═══ Passage to read
# Any keepers of Amphibolurus species?



## hornet (Sep 6, 2007)

Just wondering if anone here keeps Amphibolurus of any species apart from jackies as i know there are a few of them round but dont know of any others in captivity.


----------



## Rocket (Sep 6, 2007)

Ive only heard of A.muricatus, A.nobbi and A.burnsi being kept and or bred in captivity. Seems like a low kept genus....


----------



## hornet (Sep 6, 2007)

i'm pretty sure WA collectors can collect gilberti or longirostris, will have to send some emails as i have never actually seen them for sale.


----------



## alex_c (Sep 12, 2007)

yeah i have 2 amphibolorus nuchalis


----------



## hornet (Sep 12, 2007)

ctenophorus nuchalis is the regognised name these days.


----------



## alex_c (Sep 12, 2007)

hornet said:


> ctenophorus nuchalis is the regognised name these days.


 i knew they had a couple of names but they were sold to me last year as amphibolorus by roy pails. and i actually kind of regret buying them because they arent that crash hot compared to others ive seen


----------



## cris (Sep 12, 2007)

https://my.bizshop.com.au/reptiletr...th=1_7&zenid=a6d91d11de05ebabb4b2377ce5b69fc6

Longirostris are listed on this site, not sure if they have any. They call them a long nose ta ta :lol: if i got one i would name it sauce.


----------



## geckodan (Sep 12, 2007)

hornet said:


> ctenophorus nuchalis is the regognised name these days.



I'll have longirostris up and running again soon. I would consider them a Lophognathus rather than Amphibulorus.


----------



## cris (Sep 12, 2007)

Im not sure on the correct taxonomy either in cogger they are lophognathus. (typed before gecko dan posted)

What size enclosure should they have?


----------



## longirostris (Sep 13, 2007)

If you use the Wilson and Swan book as the taxonomic guide then I have 5 species from this group. All except 2 in too small a numbers to be able to get breeding programs established. Either one of or two of the same sex. I have been trying to get hold of A. temporalis for several years without any luck and have never even bothered to try looking for A. norrisi as I am reasonably sure these are not on license any where in the country. Gecko


----------



## longirostris (Sep 13, 2007)

geckodan pm sent to you today


----------
══════
:: Task details ::
From the thread about keeping Amphibolurus species, extract the words starting with "Just wondering if" and going on through "low kept genus....".
═══ Recorded information
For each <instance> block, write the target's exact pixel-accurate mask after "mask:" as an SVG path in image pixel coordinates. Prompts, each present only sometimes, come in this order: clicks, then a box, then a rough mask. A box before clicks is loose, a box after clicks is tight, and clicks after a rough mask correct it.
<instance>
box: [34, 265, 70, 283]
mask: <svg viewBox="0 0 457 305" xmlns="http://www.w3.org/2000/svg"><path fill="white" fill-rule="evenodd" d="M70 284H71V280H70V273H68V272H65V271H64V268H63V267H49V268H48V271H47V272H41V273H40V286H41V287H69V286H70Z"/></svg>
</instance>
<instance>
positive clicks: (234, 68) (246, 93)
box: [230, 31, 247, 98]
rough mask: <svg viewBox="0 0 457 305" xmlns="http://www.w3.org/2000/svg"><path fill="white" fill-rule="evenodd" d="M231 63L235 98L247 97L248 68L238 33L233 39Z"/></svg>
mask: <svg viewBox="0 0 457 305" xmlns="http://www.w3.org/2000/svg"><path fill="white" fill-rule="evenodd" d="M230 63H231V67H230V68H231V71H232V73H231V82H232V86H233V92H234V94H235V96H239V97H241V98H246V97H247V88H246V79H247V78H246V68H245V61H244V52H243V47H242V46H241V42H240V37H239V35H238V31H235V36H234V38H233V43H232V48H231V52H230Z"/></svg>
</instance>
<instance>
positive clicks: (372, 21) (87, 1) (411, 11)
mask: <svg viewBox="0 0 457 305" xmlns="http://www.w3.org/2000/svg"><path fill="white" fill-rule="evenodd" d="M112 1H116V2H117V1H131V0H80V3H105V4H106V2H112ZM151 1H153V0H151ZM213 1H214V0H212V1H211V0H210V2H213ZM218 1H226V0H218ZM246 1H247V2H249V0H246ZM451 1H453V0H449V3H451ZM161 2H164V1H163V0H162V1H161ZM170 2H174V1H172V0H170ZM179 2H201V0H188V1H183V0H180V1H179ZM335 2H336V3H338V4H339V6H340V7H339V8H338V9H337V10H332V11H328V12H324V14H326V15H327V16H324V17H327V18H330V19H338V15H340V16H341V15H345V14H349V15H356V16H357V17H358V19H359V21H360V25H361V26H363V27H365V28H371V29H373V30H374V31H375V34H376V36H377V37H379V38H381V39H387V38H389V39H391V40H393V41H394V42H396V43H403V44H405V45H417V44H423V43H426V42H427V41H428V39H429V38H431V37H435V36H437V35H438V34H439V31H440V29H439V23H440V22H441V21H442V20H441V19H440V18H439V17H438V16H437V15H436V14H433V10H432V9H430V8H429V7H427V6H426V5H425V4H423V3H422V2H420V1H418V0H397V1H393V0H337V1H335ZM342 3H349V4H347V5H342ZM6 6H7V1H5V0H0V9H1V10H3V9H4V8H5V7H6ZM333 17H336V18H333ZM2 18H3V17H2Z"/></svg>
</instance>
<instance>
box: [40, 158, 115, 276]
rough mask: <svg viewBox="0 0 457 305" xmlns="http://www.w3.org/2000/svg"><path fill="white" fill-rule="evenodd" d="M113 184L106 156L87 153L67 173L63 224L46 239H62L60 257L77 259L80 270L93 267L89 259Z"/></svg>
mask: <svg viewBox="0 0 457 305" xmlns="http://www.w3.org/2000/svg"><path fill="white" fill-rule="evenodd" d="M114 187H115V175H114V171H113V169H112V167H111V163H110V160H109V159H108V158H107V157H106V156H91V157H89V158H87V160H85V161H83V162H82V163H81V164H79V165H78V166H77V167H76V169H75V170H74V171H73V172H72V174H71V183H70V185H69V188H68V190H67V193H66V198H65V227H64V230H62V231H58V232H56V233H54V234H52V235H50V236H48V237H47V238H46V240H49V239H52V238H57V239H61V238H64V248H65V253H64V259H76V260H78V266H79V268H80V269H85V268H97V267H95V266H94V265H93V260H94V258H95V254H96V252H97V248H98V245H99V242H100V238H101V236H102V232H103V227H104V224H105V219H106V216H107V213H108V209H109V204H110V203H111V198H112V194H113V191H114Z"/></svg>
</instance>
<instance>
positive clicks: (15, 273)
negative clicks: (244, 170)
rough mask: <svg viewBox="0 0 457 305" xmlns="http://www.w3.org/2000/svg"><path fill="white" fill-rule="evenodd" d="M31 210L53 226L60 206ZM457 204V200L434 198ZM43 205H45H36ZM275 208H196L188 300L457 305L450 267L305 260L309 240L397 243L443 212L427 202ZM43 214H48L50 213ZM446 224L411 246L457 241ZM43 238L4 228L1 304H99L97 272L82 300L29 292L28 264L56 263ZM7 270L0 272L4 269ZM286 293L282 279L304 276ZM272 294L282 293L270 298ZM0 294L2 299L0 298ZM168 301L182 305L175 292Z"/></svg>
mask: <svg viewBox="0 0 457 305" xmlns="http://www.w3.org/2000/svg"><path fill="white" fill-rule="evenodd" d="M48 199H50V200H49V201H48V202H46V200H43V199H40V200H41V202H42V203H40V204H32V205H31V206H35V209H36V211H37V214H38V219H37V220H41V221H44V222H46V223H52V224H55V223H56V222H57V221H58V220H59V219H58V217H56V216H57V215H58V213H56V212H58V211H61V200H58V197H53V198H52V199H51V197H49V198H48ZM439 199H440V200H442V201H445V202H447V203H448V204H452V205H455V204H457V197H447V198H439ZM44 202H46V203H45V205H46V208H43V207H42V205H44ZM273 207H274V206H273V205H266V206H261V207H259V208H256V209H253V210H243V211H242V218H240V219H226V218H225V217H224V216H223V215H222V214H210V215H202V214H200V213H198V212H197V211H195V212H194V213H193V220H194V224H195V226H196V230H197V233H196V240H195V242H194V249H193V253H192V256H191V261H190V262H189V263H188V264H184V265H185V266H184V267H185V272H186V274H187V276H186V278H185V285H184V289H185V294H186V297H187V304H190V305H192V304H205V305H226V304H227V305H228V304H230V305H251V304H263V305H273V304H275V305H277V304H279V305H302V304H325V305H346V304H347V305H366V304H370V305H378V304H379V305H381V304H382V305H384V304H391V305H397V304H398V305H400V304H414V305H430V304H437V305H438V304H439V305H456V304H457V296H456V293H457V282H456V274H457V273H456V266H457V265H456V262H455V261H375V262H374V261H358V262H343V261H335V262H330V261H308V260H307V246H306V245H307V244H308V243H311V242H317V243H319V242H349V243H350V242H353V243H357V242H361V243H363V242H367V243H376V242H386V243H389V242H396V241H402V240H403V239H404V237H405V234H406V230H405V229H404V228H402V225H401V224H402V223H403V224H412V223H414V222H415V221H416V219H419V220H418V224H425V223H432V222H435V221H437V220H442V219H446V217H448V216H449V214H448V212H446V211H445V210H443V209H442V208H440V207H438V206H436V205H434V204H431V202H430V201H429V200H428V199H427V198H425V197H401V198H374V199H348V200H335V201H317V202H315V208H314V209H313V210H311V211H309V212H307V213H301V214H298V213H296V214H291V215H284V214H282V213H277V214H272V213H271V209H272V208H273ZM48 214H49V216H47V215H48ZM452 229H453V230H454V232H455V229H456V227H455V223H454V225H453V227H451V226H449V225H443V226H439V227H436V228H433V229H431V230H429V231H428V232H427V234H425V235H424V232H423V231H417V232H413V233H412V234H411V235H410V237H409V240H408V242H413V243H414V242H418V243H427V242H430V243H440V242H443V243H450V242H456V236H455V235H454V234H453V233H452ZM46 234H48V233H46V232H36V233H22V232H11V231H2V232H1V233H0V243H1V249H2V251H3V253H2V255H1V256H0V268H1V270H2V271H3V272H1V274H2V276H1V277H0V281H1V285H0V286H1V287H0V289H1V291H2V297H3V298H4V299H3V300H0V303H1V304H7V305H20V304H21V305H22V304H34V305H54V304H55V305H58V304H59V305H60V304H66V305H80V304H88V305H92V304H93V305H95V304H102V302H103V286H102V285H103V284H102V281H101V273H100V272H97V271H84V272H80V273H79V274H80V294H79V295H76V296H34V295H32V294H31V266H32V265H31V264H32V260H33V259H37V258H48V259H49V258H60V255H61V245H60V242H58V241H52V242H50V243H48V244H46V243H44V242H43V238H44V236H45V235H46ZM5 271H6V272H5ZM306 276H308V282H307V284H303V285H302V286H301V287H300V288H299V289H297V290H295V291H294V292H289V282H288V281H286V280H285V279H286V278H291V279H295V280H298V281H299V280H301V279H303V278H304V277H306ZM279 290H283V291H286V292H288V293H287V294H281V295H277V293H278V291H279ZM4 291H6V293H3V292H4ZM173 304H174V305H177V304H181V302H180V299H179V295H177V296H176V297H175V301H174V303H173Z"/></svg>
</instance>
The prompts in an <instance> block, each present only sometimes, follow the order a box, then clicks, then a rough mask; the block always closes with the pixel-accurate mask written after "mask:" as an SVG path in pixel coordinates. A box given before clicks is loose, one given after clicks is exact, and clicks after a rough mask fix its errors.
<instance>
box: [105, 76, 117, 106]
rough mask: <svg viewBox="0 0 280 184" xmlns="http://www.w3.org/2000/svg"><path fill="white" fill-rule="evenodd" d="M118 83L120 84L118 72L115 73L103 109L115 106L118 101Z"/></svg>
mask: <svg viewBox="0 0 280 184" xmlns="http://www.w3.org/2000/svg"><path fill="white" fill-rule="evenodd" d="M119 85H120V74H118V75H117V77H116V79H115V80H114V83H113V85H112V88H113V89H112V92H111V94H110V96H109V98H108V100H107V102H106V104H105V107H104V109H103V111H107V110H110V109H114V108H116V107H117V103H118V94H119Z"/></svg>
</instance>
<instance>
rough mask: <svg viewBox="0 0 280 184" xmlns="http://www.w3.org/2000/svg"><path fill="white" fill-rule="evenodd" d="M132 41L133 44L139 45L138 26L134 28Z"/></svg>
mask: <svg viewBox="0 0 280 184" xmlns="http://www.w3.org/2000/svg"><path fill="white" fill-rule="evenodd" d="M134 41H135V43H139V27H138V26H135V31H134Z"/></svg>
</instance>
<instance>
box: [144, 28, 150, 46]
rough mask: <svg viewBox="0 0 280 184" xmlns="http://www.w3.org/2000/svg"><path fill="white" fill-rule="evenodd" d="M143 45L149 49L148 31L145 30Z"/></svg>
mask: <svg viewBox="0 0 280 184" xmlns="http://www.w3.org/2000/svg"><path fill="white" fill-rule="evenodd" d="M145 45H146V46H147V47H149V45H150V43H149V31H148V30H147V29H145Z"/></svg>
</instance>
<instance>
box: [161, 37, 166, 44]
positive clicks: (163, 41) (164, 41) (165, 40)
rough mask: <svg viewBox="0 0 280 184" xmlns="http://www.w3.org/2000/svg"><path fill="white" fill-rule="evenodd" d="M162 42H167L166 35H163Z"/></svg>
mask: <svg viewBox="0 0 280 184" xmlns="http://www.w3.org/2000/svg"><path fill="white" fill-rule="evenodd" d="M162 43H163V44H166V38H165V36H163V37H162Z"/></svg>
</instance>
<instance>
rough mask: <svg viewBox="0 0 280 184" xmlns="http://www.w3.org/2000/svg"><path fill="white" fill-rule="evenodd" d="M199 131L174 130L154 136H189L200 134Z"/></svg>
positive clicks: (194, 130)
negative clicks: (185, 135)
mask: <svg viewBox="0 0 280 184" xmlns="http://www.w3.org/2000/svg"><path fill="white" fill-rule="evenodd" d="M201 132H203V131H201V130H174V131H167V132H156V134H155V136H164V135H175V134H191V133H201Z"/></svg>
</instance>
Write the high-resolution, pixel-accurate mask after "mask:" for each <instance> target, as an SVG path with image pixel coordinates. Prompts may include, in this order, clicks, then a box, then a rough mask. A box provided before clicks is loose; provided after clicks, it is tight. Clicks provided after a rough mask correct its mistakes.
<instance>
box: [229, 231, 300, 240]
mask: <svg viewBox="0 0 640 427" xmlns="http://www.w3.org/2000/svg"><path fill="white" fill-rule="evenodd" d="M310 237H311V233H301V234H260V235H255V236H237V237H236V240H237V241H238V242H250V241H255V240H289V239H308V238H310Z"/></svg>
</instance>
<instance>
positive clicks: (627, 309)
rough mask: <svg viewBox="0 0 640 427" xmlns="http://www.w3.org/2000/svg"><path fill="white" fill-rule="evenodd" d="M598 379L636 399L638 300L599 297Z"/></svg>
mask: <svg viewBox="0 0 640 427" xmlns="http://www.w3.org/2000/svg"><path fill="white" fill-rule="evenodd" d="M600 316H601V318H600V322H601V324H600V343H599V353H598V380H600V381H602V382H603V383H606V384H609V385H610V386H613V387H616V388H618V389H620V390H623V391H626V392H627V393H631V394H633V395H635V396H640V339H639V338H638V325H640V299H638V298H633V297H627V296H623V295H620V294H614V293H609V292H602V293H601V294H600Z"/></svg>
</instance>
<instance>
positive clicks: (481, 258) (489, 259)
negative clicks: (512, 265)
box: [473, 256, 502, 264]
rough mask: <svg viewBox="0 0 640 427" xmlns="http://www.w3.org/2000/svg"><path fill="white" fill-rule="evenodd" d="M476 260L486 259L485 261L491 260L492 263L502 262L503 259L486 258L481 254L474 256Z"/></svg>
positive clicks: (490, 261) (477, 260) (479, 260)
══════
:: Answer to this task ::
Just wondering if anone here keeps Amphibolurus of any species apart from jackies as i know there are a few of them round but dont know of any others in captivity.


----------



## Rocket (Sep 6, 2007)

Ive only heard of A.muricatus, A.nobbi and A.burnsi being kept and or bred in captivity. Seems like a low kept genus....